**What you have to do**
Pick every line from the data below that contains the string "block" and copy it.

**Exercise data**
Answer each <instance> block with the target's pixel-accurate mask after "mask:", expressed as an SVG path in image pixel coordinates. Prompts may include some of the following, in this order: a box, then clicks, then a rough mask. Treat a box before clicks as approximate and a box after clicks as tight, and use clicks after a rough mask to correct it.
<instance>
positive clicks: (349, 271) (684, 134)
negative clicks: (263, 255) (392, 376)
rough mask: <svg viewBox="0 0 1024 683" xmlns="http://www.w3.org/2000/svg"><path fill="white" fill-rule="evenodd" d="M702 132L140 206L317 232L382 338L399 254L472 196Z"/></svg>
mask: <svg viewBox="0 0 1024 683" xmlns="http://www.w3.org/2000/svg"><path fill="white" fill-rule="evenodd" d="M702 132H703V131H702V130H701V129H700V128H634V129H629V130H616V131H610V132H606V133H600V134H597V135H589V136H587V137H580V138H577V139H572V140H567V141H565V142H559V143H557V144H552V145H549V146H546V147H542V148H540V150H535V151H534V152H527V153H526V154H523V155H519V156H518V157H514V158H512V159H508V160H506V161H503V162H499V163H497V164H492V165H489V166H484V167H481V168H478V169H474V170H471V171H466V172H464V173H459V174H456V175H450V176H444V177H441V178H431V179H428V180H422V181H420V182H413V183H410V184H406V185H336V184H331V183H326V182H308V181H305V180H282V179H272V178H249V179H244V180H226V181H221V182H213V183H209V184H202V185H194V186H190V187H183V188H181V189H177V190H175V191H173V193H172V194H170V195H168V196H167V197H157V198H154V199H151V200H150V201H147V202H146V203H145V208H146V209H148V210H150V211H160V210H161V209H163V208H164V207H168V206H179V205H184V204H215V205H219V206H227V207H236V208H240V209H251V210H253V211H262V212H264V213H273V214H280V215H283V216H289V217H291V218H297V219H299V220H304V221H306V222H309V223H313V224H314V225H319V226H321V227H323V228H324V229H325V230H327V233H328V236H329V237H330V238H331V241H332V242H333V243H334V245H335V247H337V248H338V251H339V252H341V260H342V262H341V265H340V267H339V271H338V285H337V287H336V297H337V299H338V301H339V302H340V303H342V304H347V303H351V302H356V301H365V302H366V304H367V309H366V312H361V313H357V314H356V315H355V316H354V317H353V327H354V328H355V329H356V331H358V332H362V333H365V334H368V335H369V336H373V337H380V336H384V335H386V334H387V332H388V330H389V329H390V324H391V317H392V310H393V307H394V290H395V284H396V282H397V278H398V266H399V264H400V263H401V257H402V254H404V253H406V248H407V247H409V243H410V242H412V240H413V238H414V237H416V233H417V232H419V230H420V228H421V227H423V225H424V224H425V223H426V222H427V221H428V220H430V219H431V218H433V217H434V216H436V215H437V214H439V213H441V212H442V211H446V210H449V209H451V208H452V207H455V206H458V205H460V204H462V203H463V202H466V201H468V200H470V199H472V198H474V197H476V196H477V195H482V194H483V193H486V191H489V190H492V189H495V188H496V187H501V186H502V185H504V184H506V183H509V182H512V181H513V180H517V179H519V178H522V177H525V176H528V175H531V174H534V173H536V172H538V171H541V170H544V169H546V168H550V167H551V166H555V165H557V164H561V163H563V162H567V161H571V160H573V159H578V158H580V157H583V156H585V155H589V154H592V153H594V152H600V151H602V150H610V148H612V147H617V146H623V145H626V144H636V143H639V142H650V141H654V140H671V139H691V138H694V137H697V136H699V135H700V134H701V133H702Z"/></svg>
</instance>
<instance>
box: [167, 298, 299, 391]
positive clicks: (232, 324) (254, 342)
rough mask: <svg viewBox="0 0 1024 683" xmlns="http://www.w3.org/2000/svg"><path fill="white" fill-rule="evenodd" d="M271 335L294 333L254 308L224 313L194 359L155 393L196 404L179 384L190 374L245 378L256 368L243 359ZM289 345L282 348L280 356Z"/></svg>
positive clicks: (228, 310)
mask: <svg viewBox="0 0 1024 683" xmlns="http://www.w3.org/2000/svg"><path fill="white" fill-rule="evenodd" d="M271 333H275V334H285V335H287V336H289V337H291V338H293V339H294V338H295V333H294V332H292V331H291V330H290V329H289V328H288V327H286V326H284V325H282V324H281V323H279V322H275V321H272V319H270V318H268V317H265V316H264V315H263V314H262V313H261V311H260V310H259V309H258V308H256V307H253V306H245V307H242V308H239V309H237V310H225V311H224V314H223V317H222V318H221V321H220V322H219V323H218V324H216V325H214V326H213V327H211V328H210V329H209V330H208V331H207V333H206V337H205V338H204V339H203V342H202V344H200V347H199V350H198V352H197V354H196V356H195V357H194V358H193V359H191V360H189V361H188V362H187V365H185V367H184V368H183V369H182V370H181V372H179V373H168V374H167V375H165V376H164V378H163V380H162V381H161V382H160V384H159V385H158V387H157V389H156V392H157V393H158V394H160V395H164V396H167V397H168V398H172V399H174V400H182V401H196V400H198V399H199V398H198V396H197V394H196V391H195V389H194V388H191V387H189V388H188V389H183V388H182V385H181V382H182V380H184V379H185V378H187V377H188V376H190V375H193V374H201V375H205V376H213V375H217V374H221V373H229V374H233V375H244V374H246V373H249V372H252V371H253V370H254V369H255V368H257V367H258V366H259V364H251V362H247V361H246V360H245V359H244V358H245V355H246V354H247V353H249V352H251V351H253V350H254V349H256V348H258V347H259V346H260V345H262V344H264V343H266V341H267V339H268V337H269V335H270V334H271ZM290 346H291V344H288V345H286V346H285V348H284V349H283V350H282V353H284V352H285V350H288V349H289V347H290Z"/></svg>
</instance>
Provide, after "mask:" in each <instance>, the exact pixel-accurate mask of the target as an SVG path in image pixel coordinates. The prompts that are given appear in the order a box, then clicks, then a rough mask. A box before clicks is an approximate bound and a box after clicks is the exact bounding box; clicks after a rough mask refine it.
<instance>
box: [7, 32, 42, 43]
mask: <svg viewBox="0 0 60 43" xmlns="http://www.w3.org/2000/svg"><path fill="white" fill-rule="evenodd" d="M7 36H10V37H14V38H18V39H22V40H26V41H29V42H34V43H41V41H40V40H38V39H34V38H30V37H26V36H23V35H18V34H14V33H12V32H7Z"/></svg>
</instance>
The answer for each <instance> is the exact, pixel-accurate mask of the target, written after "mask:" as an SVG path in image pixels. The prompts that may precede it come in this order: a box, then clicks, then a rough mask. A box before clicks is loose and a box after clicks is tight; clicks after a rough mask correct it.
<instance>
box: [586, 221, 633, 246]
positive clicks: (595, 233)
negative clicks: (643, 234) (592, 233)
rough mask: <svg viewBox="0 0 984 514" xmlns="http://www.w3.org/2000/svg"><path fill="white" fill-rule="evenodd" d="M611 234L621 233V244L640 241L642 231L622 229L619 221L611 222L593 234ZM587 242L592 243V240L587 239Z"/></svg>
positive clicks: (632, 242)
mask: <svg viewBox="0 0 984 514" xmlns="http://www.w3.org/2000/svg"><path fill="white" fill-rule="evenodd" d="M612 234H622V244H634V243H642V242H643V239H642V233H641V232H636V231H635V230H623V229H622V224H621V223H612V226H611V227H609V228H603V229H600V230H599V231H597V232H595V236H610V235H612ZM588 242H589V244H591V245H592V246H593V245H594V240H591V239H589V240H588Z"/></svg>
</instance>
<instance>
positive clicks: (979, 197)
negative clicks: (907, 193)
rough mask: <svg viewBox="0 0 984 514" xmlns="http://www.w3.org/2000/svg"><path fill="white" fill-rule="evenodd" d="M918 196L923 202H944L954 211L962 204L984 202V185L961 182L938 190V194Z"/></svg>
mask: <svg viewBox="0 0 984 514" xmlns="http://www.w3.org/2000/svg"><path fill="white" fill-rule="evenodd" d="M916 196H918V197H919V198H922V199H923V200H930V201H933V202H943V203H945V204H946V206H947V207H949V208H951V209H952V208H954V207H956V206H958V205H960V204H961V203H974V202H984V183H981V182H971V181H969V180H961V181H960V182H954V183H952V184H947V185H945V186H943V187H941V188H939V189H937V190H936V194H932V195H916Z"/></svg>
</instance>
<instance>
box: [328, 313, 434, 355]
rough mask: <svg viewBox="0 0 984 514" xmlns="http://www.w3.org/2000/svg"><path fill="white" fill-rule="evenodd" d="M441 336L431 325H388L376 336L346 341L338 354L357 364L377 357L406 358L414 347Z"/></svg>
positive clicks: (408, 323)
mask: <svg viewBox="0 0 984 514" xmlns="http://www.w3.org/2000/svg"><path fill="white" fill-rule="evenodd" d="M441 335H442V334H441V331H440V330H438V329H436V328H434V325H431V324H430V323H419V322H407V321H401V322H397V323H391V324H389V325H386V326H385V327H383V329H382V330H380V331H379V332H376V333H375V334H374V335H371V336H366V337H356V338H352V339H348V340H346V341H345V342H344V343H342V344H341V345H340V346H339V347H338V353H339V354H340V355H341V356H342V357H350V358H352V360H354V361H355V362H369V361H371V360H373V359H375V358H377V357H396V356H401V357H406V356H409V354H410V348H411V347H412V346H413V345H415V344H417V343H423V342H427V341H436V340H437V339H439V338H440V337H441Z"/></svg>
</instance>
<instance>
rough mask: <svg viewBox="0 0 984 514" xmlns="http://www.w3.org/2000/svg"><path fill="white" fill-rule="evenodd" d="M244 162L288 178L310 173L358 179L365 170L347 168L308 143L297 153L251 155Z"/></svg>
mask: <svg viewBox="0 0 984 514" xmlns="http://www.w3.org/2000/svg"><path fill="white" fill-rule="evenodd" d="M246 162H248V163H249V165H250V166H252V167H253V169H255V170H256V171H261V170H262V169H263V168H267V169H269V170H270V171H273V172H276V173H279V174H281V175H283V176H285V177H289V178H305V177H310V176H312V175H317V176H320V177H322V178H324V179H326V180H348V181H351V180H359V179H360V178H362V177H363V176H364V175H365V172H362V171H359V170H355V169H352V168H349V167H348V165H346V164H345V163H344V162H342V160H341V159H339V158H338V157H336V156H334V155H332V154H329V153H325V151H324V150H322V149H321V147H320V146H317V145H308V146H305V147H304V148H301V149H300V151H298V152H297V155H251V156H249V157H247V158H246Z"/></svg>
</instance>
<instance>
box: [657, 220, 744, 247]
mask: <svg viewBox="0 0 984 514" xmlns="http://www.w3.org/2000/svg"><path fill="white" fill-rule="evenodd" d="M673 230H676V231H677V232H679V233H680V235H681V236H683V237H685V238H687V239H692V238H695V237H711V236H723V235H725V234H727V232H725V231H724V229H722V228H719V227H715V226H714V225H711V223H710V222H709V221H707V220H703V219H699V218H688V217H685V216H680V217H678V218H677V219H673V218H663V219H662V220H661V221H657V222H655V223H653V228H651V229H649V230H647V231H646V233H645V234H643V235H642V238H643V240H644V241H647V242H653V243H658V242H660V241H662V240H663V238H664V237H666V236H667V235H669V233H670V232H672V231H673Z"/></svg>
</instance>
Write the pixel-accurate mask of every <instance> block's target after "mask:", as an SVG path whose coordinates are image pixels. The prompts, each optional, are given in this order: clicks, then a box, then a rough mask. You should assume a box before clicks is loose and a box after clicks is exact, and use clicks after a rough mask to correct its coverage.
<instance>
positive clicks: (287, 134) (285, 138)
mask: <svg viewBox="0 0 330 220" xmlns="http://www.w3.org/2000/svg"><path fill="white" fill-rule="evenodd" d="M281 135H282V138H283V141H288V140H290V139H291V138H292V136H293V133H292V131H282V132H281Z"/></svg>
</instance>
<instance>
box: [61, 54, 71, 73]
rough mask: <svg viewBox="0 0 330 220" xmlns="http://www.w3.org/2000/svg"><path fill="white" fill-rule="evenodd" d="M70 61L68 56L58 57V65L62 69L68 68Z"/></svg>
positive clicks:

**Solution to the problem**
Answer each <instance> block with the target's pixel-accurate mask after "mask:", expressed as an SVG path in image pixel coordinates. Prompts may include some of the following, in this order: a box, then clicks, then a rough mask. Treat a box before clicks as approximate and a box after clicks as tight, and use clicks after a rough mask to correct it.
Write the pixel-accurate mask of every <instance> block's target after "mask:", as an SVG path whose coordinates are image pixels. The prompts, each optional, are given in this order: clicks, then a box, then a rough mask. You should assume a box before clicks is loose and a box after clicks is exact, and use clicks after a rough mask to correct its coverage.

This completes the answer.